[[ Supplied material open ]]

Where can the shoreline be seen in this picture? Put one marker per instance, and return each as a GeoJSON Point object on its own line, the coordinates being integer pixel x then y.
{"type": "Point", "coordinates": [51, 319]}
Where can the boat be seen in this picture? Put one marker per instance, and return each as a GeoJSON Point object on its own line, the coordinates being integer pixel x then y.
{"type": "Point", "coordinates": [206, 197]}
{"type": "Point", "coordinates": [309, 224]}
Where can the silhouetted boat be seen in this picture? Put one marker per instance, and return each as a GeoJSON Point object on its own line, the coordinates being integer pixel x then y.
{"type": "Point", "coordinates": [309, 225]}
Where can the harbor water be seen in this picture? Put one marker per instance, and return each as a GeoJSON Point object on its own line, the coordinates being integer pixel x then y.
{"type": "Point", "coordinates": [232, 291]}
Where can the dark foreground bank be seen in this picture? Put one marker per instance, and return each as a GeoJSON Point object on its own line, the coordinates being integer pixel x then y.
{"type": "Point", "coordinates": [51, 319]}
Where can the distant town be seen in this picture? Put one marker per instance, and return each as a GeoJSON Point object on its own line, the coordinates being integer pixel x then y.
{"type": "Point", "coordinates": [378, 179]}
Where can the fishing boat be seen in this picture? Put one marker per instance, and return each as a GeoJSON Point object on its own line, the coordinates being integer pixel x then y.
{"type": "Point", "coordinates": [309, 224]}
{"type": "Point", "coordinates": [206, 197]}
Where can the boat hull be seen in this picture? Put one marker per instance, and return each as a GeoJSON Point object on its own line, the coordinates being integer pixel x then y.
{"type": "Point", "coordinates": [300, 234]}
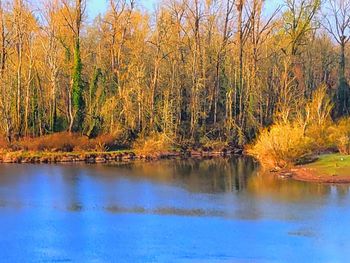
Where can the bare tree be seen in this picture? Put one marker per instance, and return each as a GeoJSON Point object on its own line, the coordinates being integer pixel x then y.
{"type": "Point", "coordinates": [337, 23]}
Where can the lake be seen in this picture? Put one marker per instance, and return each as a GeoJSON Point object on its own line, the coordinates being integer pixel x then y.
{"type": "Point", "coordinates": [218, 210]}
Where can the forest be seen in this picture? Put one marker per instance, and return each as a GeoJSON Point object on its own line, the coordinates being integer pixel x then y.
{"type": "Point", "coordinates": [194, 71]}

[[ Supplied material closed ]]

• **What to produce**
The answer must repeat every record exactly, with all pictures left out.

• **Reply to the exercise**
Where can the shoreline be seen in this picture? Put one marker per instance, and return each as a GeoJSON Point object on its own line, the coordinates being integer pixel x then y.
{"type": "Point", "coordinates": [51, 319]}
Where can the boat be seen in this picture? Put one marker per instance, and return each as a GeoJSON Point object on its own line, the coordinates being integer pixel x then y.
{"type": "Point", "coordinates": [206, 197]}
{"type": "Point", "coordinates": [309, 224]}
Where can the silhouetted boat be seen in this picture? Put one marker per instance, and return each as a GeoJSON Point object on its own line, the coordinates being integer pixel x then y.
{"type": "Point", "coordinates": [309, 225]}
Where can the harbor water be seen in this picture? Put one marker per instance, and return each as a GeoJSON Point object on its own line, the coordinates being integer pixel x then y.
{"type": "Point", "coordinates": [232, 291]}
Where can the dark foreground bank be seen in this picture? Put one marker per instance, and return each as a GeoJSON Point object on its own line, the coordinates being integer pixel x then y.
{"type": "Point", "coordinates": [51, 319]}
Where can the distant town be seen in this picture? Put one marker per instance, and return each as a GeoJSON Point object on its own line, the coordinates being integer pixel x then y.
{"type": "Point", "coordinates": [378, 179]}
Where can the fishing boat be seen in this picture? Put one marker per instance, and return each as a GeoJSON Point object on its own line, the coordinates being integer pixel x then y.
{"type": "Point", "coordinates": [309, 224]}
{"type": "Point", "coordinates": [206, 197]}
Where can the boat hull be seen in this picture? Put one marker per instance, and return each as a GeoJSON Point object on its own line, the coordinates being integer pixel x then y.
{"type": "Point", "coordinates": [300, 234]}
Where can the bare tree be seen in this picture? Put one marker per instance, and return each as a GeoJSON Point object on its own line, the coordinates being integer pixel x then y.
{"type": "Point", "coordinates": [337, 23]}
Where can the lake be seen in this picture? Put one marker per instance, and return each as a GeoJSON Point object on its own line, the coordinates being integer pixel x then y.
{"type": "Point", "coordinates": [218, 210]}
Where can the forest be seen in this picture? Put one marker per instance, and return each as a GeoJSON Point object on its own line, the coordinates being integer pixel x then y.
{"type": "Point", "coordinates": [194, 71]}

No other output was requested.